** WORK REQUIRED **
Reproduce word for word the lines in the records below, starting at the line with "fixture and return the coordinates." and ending at the line with "(1276, 670)", both included.
──────── PROVIDED DATA ────────
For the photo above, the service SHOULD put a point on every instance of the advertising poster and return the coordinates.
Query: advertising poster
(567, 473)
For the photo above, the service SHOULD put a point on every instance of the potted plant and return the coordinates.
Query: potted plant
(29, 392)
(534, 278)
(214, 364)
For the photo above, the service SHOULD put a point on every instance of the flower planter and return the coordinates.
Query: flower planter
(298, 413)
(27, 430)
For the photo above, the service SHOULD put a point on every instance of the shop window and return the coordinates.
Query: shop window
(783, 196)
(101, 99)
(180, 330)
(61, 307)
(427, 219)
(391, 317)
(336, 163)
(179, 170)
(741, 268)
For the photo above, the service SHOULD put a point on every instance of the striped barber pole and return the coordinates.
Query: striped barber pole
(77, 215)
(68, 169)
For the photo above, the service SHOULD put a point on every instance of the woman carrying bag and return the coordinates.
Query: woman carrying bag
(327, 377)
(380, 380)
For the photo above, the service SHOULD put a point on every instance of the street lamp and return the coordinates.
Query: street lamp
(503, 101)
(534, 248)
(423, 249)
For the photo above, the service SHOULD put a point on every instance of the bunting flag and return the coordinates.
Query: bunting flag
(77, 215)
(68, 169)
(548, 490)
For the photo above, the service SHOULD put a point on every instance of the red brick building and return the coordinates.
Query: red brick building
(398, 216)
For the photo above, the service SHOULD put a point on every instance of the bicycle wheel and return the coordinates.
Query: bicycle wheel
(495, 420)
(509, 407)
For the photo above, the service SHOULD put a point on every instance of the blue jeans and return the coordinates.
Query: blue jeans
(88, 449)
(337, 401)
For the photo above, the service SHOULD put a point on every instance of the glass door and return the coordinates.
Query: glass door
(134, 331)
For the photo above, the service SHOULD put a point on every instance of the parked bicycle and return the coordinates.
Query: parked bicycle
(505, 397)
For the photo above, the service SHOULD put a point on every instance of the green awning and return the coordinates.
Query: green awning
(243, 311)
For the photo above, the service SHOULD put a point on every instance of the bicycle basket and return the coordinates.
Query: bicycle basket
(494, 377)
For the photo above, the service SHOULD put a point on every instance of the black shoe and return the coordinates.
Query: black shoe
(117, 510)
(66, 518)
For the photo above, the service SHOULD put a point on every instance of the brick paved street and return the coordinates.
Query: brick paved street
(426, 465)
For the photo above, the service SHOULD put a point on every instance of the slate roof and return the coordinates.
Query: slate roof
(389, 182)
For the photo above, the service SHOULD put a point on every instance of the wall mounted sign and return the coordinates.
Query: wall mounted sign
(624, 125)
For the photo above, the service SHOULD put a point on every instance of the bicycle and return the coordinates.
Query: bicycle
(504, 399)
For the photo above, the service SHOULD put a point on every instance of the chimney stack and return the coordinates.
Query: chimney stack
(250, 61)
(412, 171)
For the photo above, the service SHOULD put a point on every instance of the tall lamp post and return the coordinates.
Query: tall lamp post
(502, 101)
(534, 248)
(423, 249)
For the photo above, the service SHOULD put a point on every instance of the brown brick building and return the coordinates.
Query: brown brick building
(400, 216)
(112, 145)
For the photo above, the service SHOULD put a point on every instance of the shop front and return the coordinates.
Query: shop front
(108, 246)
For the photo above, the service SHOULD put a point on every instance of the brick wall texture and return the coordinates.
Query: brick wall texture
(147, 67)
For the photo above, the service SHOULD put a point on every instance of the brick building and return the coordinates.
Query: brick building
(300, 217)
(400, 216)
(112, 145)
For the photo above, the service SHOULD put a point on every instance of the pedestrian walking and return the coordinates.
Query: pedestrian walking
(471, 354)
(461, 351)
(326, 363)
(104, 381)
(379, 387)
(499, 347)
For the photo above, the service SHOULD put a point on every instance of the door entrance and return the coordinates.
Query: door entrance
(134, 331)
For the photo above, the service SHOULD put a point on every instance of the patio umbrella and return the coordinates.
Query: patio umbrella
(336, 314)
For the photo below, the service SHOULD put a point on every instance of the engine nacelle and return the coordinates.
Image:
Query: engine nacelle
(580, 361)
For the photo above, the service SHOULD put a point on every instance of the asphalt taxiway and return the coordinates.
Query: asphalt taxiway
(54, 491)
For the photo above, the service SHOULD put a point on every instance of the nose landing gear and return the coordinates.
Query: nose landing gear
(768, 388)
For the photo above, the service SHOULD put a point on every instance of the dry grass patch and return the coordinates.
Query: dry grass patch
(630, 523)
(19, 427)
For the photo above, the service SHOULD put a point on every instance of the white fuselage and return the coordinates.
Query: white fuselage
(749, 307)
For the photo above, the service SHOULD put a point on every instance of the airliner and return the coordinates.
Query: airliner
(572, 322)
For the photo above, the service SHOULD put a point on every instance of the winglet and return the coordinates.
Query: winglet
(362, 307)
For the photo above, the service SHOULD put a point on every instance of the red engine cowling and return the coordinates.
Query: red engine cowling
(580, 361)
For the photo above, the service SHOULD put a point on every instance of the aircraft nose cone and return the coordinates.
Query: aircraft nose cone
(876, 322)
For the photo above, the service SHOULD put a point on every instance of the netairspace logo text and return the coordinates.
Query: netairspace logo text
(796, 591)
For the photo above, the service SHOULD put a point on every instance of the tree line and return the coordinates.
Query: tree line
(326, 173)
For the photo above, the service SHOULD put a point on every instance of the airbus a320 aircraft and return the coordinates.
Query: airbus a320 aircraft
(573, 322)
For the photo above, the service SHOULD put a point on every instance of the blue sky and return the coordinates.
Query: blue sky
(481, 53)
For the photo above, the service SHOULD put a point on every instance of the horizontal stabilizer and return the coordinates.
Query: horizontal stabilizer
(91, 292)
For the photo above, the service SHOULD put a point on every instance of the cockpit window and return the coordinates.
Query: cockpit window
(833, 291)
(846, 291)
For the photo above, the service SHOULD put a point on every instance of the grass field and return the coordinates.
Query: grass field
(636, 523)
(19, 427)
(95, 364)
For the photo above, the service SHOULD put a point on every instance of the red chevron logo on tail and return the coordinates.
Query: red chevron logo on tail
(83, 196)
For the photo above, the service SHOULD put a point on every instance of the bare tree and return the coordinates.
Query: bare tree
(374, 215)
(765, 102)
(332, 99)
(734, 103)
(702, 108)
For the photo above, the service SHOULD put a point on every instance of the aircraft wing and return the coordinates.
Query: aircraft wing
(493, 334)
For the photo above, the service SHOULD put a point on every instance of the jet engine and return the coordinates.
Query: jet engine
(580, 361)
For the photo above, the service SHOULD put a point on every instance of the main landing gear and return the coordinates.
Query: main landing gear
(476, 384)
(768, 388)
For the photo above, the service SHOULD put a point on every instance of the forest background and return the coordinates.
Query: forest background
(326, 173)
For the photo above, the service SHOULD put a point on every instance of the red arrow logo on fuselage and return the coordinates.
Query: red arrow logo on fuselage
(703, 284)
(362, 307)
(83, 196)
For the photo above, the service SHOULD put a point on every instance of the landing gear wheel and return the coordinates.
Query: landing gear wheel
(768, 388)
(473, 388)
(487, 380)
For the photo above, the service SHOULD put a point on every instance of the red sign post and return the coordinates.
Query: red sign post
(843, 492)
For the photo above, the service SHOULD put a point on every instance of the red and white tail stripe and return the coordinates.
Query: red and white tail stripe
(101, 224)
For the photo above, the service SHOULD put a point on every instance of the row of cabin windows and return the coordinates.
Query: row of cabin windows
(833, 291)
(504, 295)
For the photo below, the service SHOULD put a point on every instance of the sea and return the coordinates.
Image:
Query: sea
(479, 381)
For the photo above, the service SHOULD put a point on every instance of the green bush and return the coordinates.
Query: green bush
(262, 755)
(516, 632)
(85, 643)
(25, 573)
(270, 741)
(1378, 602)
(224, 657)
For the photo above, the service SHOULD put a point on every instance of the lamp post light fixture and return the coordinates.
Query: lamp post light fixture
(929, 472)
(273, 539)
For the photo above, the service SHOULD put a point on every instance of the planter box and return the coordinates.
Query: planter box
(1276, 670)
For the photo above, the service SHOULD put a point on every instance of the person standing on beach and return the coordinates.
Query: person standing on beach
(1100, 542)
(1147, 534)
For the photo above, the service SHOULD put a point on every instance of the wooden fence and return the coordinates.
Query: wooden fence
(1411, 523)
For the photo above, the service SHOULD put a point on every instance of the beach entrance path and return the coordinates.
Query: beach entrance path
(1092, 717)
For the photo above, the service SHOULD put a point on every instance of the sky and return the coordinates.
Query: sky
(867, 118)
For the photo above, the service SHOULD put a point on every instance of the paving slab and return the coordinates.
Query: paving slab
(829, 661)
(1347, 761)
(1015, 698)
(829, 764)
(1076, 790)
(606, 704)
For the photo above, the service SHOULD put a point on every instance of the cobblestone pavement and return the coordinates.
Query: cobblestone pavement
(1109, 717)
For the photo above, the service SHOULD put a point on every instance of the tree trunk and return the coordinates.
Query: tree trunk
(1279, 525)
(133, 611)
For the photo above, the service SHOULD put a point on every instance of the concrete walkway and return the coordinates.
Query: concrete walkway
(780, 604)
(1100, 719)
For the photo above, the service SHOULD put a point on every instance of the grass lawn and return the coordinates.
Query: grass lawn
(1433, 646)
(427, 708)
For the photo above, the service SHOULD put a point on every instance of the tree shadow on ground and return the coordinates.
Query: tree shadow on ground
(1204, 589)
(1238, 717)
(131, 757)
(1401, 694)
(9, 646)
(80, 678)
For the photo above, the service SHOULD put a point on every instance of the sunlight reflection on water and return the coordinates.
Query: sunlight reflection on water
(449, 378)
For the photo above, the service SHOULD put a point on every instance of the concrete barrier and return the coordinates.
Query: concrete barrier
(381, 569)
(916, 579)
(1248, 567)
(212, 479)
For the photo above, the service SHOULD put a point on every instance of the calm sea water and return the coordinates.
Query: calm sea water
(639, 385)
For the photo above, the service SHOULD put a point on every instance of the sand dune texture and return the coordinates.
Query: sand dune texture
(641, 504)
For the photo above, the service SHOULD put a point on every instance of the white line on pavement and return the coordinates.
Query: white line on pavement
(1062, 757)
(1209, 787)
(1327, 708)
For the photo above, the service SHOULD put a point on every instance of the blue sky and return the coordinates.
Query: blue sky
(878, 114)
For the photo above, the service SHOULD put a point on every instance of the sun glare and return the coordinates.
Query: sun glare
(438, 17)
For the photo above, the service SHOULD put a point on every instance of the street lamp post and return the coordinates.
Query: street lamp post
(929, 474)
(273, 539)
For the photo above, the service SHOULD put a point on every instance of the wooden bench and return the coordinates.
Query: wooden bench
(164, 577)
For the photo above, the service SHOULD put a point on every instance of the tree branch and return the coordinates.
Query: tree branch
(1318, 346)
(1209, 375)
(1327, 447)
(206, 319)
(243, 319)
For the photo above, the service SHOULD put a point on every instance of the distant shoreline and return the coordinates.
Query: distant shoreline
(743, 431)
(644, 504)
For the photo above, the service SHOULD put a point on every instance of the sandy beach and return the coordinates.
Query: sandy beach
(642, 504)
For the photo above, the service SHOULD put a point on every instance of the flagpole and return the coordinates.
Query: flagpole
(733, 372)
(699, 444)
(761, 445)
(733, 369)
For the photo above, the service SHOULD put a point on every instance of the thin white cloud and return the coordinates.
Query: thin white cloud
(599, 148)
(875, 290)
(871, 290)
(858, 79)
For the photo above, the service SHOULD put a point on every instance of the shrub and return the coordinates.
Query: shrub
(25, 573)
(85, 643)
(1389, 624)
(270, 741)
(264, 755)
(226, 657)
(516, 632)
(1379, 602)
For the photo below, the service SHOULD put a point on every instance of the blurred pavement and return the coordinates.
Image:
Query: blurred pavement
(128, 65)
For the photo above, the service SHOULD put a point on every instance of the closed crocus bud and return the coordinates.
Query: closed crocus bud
────────
** WORKED ANSWER **
For the photo above, the service SHOULD put a point on every instance of the lamp post light fixture and return the coordinates.
Query: lamp post light fixture
(929, 472)
(273, 539)
For the photo above, the service SHOULD put a point on every instance of the planter box and return the coordinates.
Query: planter box
(1276, 670)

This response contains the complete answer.